**Quoted passage:**
· · · · ·

Churchill famously claimed that the only thing that had really frightened him during the war was the Battle of the Atlantic. Keeping open the lifeline between the US 'arsenal of democracy' and the UK was essential to preparations for the invasion of Europe and in the final analysis this came down to building merchant ships faster than German U-boats could sink them.
Crucial to this achievement was the 'Liberty ship', a simple freighter that could be built rapidly, combined with the untapped industrial potential of the USA that could build them in vast numbers.

Undoubtedly the most important individual in the rapid expansion of US wartime shipyard capacity was Henry Kaiser, a man with no previous shipbuilding experience but an entrepreneur of vision and drive. This book tells the story of how he established huge new yards using novel mass-production techniques in the most surprising location - Oregon, one of the least industrially developed areas of the US and one without an existing pool of skilled labour to draw on.

· · · · ·

**Challenge:**
Pick up the passage on Henry Kaiser and the Liberty ships after its final sentence, and continue it. The records that follow were taken from a separate source.

(Items recorded in a dataset)
· · · · ·

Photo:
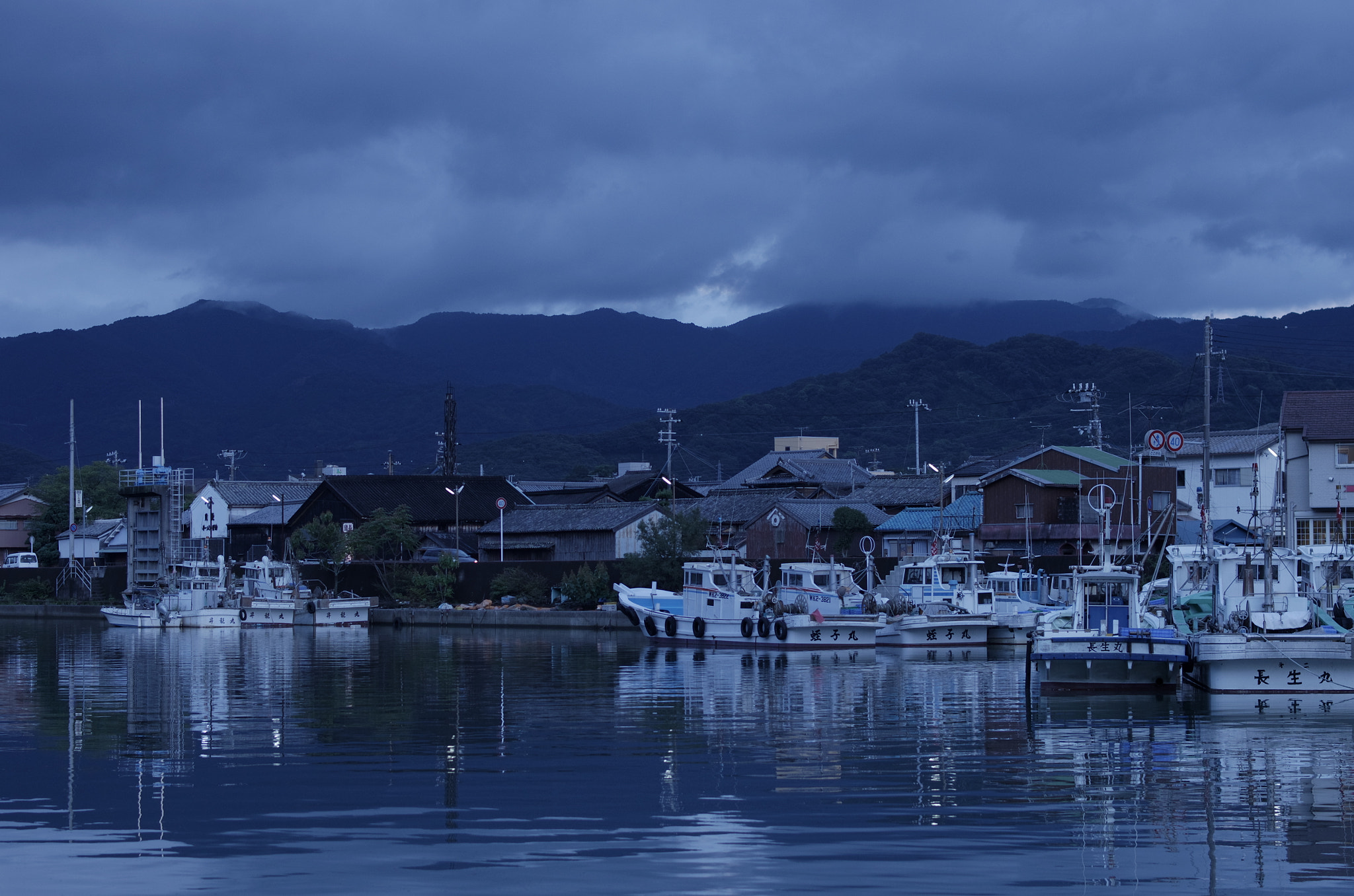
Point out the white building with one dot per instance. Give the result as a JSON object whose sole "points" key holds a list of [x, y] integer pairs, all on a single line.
{"points": [[1319, 444], [221, 504], [1239, 457]]}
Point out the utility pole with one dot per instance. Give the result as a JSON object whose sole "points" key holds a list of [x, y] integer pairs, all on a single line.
{"points": [[918, 405], [668, 437], [232, 457]]}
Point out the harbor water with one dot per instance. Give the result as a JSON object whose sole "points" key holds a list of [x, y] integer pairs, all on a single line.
{"points": [[405, 760]]}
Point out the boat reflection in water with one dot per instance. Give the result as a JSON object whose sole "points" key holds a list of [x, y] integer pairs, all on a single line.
{"points": [[434, 761]]}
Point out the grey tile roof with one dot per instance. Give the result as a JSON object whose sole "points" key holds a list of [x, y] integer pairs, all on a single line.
{"points": [[259, 494], [1320, 416], [757, 468], [572, 517], [1232, 441], [818, 512]]}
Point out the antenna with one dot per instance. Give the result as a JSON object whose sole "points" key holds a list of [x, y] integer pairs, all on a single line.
{"points": [[918, 406], [1089, 396], [232, 457]]}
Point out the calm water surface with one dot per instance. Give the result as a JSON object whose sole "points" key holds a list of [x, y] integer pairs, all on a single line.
{"points": [[426, 761]]}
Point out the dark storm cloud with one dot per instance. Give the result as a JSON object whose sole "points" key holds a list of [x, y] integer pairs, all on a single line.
{"points": [[378, 161]]}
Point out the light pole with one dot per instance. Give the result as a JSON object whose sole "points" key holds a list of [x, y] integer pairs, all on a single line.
{"points": [[457, 493], [918, 405]]}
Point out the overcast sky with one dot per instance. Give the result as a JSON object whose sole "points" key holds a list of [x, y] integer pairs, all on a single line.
{"points": [[378, 161]]}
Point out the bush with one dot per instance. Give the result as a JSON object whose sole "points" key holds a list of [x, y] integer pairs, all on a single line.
{"points": [[527, 586], [586, 588]]}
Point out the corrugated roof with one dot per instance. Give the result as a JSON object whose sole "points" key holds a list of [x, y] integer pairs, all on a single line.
{"points": [[1320, 416], [572, 517], [259, 494], [1051, 477], [1094, 455], [966, 512], [427, 497], [1232, 441], [815, 513]]}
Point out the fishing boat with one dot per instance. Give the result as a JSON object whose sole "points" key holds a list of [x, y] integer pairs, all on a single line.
{"points": [[272, 588], [943, 600], [722, 604]]}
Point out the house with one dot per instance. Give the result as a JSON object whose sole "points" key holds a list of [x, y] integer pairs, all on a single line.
{"points": [[810, 472], [18, 509], [797, 528], [97, 543], [1318, 431], [637, 485], [569, 531], [435, 504], [914, 533], [221, 504], [1045, 504], [1238, 458]]}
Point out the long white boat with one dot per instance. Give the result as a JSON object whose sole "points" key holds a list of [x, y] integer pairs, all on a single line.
{"points": [[1107, 639], [943, 601], [721, 604]]}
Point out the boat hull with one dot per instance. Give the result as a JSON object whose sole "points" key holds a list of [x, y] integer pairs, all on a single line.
{"points": [[936, 631], [1095, 662], [787, 632], [1299, 663]]}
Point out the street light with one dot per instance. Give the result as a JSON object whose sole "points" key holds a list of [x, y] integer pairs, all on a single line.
{"points": [[457, 493]]}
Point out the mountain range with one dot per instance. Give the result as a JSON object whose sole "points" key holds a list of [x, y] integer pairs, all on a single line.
{"points": [[546, 396]]}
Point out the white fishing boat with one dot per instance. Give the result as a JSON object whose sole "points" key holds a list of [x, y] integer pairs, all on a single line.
{"points": [[1107, 639], [271, 588], [722, 604], [943, 600]]}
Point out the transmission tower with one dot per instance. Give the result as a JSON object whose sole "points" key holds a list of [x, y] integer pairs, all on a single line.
{"points": [[232, 457], [1088, 396], [447, 444]]}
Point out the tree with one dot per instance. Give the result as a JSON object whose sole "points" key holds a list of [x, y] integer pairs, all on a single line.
{"points": [[99, 484], [664, 546], [323, 541], [850, 525], [383, 541], [586, 588]]}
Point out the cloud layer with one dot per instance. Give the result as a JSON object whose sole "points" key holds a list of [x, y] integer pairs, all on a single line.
{"points": [[695, 160]]}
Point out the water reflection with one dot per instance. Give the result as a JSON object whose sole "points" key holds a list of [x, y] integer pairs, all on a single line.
{"points": [[350, 760]]}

· · · · ·

**Exercise answer:**
It was not just the yards that were revolutionary, as the Kaiser companies provided housing, health and welfare benefits that attracted workers from all over the country, including women recruited into an industrial workplace for the first time.
This well-motivated workforce turned the Kaiser yards into the most efficient shipbuilders in the country. In total Kaiser's Oregon yards built over 450 'Liberties' and the follow-on 'Victory ships' - including one built in the record time of 10 days - as well as around 150 tankers, some 50 escort carriers and countless amphibious warfare ships.
Curiously, this truly remarkable achievement, of huge significance to the eventual Allied victory, has been consigned to the footnotes of history, but is fully documented and celebrated for the first time in this book.

Author:Peter J Marsh
Specs:192 pages, 26 x 21.5 x 3.2 cm / 10.25 x 8.5 x 1.26 in, hardback
Illustrations:200 b&w photographs
Publisher:Seaforth Publishing (GB, 2020)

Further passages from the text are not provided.